Starting from the line containing "indicate: tile floor", write out the rest of the entries exactly, through the final line, including nothing else.

━━━ Task data ━━━

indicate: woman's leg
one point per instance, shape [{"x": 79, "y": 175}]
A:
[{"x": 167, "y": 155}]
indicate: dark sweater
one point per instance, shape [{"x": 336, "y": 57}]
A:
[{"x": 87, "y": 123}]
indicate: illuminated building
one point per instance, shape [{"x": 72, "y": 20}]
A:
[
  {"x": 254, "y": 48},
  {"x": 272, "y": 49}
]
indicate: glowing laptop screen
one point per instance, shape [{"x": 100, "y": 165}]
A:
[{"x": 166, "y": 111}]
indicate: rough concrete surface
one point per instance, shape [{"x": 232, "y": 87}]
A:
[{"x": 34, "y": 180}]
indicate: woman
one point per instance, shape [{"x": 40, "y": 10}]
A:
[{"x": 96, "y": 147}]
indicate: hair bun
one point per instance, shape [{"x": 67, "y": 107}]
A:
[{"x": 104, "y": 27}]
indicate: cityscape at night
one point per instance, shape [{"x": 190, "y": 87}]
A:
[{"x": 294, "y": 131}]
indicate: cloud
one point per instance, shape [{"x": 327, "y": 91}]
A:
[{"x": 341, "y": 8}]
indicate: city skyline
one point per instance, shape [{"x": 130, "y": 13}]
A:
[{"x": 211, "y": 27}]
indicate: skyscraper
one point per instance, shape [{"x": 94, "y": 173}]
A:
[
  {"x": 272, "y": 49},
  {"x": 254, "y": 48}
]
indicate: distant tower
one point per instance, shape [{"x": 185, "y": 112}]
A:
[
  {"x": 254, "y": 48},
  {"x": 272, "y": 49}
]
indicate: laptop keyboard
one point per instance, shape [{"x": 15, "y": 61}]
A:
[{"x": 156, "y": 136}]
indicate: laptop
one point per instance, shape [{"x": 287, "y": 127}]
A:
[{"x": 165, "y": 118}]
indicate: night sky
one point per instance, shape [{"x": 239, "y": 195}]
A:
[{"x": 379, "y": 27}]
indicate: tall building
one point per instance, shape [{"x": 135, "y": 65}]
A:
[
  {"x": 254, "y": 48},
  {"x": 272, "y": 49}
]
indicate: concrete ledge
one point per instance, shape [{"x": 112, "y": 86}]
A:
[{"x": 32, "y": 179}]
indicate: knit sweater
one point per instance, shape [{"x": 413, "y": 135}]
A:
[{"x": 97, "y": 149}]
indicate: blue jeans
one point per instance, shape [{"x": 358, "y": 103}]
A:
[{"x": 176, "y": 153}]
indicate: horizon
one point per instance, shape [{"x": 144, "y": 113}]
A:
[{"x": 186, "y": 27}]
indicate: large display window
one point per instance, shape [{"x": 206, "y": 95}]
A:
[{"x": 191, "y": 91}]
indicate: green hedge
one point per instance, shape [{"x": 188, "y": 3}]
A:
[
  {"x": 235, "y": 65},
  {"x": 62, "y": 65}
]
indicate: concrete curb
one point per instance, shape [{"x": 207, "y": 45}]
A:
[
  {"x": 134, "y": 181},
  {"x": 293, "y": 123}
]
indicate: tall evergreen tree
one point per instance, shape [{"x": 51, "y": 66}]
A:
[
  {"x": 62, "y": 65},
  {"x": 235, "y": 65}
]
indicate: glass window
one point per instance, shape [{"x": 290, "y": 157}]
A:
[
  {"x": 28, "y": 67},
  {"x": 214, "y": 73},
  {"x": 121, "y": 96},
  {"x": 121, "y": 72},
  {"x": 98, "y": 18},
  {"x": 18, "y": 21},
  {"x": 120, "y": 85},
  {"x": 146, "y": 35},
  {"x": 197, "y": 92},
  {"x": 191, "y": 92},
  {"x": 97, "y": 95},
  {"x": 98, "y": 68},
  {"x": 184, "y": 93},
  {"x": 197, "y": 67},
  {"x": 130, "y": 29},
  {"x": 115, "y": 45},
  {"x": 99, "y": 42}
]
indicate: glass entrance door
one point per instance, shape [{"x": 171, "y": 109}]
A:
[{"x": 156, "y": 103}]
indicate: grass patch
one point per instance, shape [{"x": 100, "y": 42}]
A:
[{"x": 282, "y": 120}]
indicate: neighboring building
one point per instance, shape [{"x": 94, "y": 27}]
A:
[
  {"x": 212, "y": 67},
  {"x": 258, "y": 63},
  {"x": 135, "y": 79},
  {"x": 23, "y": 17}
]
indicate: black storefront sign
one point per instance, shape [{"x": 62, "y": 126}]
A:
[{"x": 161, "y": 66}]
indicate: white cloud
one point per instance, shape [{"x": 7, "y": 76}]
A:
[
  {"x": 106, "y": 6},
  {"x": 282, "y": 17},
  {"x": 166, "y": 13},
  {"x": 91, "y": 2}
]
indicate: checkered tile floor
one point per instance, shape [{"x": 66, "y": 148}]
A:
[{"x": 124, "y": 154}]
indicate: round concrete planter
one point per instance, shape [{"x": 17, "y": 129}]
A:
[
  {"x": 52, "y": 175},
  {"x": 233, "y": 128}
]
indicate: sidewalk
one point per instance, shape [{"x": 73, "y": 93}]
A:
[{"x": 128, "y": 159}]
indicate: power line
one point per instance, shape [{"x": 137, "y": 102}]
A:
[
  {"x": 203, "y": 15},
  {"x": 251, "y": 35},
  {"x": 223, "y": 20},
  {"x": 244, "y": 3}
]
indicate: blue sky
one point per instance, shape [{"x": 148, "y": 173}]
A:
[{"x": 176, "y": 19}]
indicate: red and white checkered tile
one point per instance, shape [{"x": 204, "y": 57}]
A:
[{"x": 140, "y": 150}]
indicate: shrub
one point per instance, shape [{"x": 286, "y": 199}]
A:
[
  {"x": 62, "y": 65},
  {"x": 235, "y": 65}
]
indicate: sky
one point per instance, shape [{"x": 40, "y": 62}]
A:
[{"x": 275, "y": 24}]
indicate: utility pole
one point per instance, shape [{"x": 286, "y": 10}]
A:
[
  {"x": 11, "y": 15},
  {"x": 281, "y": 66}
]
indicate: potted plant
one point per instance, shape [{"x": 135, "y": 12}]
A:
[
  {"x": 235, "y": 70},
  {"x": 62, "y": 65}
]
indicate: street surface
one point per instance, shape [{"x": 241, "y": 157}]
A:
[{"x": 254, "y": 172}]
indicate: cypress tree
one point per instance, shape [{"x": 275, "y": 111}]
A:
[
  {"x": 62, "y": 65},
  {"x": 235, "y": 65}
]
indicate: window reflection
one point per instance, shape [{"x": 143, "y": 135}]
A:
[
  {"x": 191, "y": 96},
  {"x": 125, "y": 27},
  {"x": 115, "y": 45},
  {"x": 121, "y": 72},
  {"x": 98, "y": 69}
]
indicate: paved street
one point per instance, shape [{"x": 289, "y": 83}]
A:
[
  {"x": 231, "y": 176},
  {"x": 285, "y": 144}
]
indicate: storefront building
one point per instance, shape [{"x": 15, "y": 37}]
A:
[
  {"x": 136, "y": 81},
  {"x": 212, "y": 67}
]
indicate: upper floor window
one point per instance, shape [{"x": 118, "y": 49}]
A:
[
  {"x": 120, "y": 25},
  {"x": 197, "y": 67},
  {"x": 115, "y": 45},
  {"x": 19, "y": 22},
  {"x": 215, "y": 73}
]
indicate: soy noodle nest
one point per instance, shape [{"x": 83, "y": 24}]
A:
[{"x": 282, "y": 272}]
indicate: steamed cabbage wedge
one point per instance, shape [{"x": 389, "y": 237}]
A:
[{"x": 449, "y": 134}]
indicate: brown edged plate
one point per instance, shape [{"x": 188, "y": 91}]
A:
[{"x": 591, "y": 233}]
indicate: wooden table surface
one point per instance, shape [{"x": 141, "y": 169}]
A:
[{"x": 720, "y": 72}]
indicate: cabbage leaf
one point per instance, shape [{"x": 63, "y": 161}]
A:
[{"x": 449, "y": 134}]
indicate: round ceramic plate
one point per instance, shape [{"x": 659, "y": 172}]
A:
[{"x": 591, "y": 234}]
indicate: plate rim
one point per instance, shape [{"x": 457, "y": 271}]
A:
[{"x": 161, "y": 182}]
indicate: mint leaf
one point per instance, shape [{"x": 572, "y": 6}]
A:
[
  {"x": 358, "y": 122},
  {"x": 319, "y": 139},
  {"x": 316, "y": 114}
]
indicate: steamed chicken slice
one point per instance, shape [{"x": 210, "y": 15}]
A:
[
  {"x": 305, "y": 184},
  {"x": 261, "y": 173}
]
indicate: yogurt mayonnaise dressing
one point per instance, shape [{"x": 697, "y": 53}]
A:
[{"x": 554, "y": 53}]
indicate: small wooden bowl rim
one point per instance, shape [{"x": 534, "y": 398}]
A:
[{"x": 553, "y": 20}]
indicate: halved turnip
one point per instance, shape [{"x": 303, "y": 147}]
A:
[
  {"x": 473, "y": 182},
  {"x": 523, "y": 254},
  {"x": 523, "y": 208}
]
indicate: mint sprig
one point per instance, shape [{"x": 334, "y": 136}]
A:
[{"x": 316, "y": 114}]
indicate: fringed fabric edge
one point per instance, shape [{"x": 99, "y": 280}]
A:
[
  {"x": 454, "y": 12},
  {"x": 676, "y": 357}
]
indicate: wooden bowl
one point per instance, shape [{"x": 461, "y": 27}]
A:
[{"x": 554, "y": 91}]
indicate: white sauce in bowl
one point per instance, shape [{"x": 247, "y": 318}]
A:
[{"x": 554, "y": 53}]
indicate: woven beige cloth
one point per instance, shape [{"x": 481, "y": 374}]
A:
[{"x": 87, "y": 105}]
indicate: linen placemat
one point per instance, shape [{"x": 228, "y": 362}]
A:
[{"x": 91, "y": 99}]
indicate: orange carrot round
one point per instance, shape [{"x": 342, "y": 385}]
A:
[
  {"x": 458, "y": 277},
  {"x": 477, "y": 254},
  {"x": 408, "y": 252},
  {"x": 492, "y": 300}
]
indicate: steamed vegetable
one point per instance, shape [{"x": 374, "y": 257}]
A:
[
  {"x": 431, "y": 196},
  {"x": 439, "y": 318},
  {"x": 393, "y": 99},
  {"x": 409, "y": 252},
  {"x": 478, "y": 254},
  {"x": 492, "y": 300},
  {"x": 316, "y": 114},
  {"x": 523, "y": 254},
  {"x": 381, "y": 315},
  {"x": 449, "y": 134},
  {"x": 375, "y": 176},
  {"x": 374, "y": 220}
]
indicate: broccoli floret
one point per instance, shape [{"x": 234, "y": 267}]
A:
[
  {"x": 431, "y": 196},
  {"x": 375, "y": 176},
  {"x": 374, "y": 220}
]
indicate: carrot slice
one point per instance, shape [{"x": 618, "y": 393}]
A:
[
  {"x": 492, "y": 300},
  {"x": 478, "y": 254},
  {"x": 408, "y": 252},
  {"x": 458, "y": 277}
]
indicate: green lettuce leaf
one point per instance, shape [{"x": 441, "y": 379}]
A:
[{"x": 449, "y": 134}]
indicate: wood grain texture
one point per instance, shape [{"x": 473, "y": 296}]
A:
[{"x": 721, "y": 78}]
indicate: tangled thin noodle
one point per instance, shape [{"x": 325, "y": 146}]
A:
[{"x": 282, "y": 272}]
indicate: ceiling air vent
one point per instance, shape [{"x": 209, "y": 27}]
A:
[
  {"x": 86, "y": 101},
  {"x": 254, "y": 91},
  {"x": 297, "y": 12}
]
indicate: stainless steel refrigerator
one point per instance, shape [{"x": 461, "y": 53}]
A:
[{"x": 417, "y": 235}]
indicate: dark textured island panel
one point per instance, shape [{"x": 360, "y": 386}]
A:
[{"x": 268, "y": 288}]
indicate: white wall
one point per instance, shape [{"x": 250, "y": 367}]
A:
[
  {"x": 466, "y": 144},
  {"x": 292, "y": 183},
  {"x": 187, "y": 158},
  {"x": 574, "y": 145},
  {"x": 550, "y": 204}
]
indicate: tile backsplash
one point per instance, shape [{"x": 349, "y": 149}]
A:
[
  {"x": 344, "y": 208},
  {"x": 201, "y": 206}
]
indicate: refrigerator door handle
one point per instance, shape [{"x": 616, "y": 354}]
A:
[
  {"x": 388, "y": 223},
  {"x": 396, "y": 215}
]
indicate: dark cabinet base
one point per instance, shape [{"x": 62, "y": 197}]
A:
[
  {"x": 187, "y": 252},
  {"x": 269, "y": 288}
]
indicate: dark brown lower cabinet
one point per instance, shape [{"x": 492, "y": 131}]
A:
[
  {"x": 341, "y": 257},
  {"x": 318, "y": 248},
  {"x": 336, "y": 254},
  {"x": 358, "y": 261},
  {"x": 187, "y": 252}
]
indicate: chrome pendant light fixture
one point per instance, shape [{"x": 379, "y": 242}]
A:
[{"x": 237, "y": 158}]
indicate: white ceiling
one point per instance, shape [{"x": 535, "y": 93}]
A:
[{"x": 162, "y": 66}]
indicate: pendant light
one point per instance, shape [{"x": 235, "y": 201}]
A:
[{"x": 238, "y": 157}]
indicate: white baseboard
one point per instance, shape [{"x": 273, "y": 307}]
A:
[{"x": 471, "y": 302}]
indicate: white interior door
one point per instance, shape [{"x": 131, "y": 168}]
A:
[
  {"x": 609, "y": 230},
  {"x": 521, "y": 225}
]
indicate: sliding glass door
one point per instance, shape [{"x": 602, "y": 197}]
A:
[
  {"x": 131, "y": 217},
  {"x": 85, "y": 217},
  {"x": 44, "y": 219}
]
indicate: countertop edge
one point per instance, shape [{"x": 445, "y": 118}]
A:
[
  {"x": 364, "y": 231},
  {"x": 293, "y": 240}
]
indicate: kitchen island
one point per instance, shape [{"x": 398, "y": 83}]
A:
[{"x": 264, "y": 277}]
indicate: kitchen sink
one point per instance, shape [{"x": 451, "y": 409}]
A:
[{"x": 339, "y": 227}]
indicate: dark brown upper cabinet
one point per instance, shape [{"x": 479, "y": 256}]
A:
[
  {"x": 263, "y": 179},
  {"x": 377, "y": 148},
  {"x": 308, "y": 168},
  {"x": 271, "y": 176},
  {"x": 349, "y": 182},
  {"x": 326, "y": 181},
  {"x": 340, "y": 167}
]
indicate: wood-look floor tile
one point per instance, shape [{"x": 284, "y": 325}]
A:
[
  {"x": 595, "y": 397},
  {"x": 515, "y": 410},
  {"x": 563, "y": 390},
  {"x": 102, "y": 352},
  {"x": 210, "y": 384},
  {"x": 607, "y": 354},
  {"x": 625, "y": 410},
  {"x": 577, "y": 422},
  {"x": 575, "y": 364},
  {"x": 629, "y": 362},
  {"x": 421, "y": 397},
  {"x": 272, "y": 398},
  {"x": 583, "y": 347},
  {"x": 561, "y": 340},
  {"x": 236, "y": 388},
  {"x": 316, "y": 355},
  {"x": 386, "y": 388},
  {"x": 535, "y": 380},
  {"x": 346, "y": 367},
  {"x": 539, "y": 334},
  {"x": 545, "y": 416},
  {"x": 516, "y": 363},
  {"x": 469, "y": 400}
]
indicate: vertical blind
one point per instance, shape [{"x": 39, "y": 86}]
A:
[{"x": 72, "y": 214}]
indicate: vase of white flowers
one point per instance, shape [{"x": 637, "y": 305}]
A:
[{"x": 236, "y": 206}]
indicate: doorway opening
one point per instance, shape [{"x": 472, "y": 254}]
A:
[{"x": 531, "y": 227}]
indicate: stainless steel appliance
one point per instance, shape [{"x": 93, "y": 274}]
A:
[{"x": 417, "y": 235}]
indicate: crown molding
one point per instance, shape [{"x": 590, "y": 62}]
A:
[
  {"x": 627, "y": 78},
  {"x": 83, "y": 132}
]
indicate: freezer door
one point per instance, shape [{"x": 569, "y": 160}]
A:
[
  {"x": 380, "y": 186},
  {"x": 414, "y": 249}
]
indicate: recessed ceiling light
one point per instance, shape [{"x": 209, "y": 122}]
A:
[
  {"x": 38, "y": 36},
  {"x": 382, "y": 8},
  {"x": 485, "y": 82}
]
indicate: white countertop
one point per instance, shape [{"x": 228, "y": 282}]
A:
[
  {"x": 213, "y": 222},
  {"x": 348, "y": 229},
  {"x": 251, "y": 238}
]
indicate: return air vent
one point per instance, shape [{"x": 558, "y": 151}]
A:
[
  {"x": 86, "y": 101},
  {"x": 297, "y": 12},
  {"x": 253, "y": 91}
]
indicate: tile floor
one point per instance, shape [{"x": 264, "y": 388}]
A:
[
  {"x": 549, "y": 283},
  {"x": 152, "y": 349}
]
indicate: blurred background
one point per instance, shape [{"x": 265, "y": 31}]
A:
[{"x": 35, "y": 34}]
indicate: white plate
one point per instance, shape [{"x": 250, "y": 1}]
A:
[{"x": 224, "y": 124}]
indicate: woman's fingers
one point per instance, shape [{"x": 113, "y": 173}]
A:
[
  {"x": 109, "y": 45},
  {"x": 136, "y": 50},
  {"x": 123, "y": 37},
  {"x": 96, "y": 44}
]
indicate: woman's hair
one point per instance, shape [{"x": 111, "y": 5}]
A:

━━━

▸ Answer for this exercise
indicate: tile floor
one point per instance, shape [{"x": 264, "y": 388}]
A:
[
  {"x": 549, "y": 283},
  {"x": 152, "y": 349}
]
indicate: blurred background
one point per instance, shape [{"x": 265, "y": 31}]
A:
[{"x": 35, "y": 34}]
indicate: white plate
one point per instance, shape [{"x": 250, "y": 1}]
A:
[{"x": 224, "y": 124}]
indicate: woman's fingers
one point per instance, shape [{"x": 113, "y": 173}]
A:
[
  {"x": 109, "y": 45},
  {"x": 136, "y": 50},
  {"x": 123, "y": 37},
  {"x": 96, "y": 44}
]
indicate: woman's hair
one point per instance, shape [{"x": 111, "y": 5}]
A:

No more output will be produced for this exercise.